**Reading text**.
----

There definitely wouldn't be a radio one and there wouldn't be commercial radio as we know it now if it wouldn't have been for those sort of heroes, those renegade rebels. Yeah, you time, you know, you do. You do kind of. Why, I wonder, you know, when you have movements like that, that really kind of shape culture, like, if it. If it didn't happen, how would the world Would be different. Yeah, yeah, no, it would. It might be better, it might be worse, but it would be different. Very different.

Yeah. Because I think, you know, that, that. And I think as well, it's sort of. It's another parallel for me is like the. I forget who it was, but the, the guy that invented the printing press. Right. And then suddenly you are able to print, you know, a thousand copies of a poem or a piece of literature or a news article or whatever and disseminate that. Disperse it out to anyone that, you know. You don't have to be in the room.

Yeah. With the guy listening to him speak, you can just write it down and then it can be printed and then off it goes. And I think that kind of technology, let's say, of being able to broadcast something, music or speech or thought or whatever, but being able to reach more people than you ever can reach face to face is also like a very powerful kind of. I think it's something that we almost take for granted now. Yeah, of course, yeah. You play music and anyone can listen to it.

It wasn't always like that. No, it was. No, you have to go to Birmingham where this guy lives, and then he's gonna play a concert on. In November, 9:00 on a Tuesday. Like, if you're not there, you don't hear it. Yeah. Whereas, you know, this, this. This just suddenly allows that kind of rebellious young culture to just go, whoever's. I mean, how far would that, how far would that signal go when you were. When you were shooting off them roofs? It would usually. We was.

We were always based central London. It was a nice place to be. And it's quite. It's just central, isn't it? You can get out, you know, equal distances in either. Either direction. I would say definitely. Parts of you definitely reach the counties from central London. So obviously you cover the whole London. So probably. Yeah, yeah, probably. On a good. On a good day. On a good day. Yeah. Dependent. Yeah. Because, I mean, there was.

There's a. I'm not going to bore you with this, but there's a thing called atmospherics and sometimes on the, on the atmospherics, the signal will just travel like for miles and miles. Miles. And I remember we used to get emails from people in like the Netherlands and stuff or Finland or something saying, oh, yeah, like, you know, proper radio heads that have got big aerials and they try and pick up all sorts of shit from all over the world.

And they were like, oh, yes, we picked your signal up for 24 seconds and it was on this frequency at this time and blah, blah. And I'm in Finland, that's. How does it get all the way there? I mean, the same way as if you go to Dover, you can pick up signals from France and stuff, like radio station from France. But I suppose when you're actually broadcasting it out, that's exciting. Yeah. When you just hear, oh, someone in France heard something from Dover, you're like, yeah, yeah, exactly.

When we're doing it and you're hearing someone saying, oh, yeah, I picked you up in Finland, did you have, like. A little, you know, leaderboard of the furthest that you ever. I think that was probably the furthest that we ever heard from someone actually saying they picked us up. Could be further. I don't know. I wouldn't have thought it would have got to Australia or anywhere like that.

----

**Exercise requirements**.
(A) In the radio conversation, from which country did someone say they picked up the signal for 24 seconds?
(B) Write out again the stretch of records from the line that contains "Give one point for each instance of the tiled" through the end of the records, requests included, multiplying every coordinate in the answers by 0.75 and rounding to whole numbers, halves up. Give only those lines, and leave the pictures out.
The records below have no connection to the radio conversation above; treat them as separate material.

**Data shown**.

----

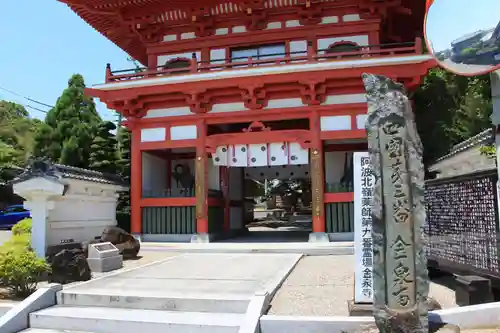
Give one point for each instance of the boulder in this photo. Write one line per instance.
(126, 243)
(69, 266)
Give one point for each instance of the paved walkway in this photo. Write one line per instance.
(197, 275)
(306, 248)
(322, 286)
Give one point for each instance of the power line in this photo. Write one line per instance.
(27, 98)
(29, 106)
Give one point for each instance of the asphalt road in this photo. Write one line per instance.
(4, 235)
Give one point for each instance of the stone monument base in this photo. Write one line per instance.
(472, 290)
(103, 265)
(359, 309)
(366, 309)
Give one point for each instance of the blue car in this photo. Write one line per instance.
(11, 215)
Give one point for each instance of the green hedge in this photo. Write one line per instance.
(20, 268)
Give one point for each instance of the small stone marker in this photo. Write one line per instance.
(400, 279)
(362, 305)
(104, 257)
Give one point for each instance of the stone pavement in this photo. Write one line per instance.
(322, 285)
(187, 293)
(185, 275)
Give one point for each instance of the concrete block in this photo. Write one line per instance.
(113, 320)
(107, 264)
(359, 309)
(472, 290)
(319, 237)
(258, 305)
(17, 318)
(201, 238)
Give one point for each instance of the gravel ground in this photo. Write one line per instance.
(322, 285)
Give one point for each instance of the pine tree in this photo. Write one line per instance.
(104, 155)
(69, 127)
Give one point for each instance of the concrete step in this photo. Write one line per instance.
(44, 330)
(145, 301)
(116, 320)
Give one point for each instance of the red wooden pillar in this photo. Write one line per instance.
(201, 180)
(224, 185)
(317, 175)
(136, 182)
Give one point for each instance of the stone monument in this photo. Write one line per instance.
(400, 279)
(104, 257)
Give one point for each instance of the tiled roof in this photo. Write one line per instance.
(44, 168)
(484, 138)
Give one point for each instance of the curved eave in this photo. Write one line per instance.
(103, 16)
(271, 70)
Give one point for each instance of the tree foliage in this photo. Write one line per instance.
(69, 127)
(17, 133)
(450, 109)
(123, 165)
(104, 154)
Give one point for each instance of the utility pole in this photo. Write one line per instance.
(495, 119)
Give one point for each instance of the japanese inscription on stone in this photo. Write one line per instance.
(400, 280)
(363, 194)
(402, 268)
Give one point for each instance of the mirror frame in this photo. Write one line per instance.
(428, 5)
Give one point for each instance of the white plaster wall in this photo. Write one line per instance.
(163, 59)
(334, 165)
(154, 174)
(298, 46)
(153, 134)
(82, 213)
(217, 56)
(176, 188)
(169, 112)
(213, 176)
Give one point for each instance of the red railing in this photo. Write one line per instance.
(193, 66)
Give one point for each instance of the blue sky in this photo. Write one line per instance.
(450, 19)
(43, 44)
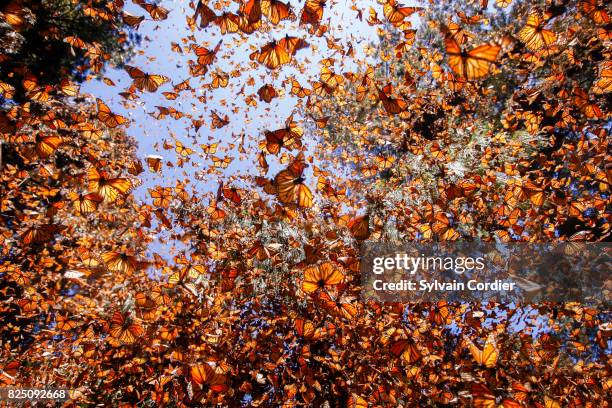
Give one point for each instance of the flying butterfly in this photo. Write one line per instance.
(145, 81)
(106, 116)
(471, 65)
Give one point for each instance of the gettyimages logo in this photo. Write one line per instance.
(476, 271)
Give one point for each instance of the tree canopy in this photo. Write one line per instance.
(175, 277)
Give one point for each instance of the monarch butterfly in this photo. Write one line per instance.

----

**Responses**.
(A) Finland.

(B)
Give one point for each instance of the tiled roof in this photo. Write one line per instance.
(33, 126)
(363, 104)
Give one point for each instance of the curved eave in this photo. Write one line per instance.
(77, 12)
(203, 53)
Give one point for each instance of the tree foliage in this photo. Write one line per instance.
(52, 95)
(13, 100)
(338, 82)
(92, 124)
(78, 116)
Give one point for each instance of the utility pole in this photo. Write one line per instance.
(371, 89)
Give one point for each instance of the japanese inscription on stone in this photo. Write one line per instance.
(300, 210)
(272, 146)
(302, 201)
Give one point for each instance of the mirror frame in this photo. Write one line per instance.
(321, 4)
Give one point for each instance of the white plaster wall in this photo. Write one line per instance.
(122, 44)
(251, 124)
(116, 131)
(224, 35)
(115, 101)
(62, 160)
(163, 42)
(132, 141)
(127, 84)
(160, 132)
Give one point for each instance of the red railing in this photo. Write one line per instance.
(145, 50)
Give one point for each instance of the blue sky in this photo. Write one line per instance.
(338, 14)
(32, 33)
Give one point for each instance of the flying butterfly in this photo. Write one line per instance.
(109, 61)
(80, 87)
(353, 49)
Give one point for each instance of the gettyimages logo in this photo. Write one line per instance.
(357, 203)
Give one point for each instance of the tree canopy in this photo. Write one line per instance.
(131, 208)
Give one point for each instance of the monarch butterfly in this photo. Write one line per instance.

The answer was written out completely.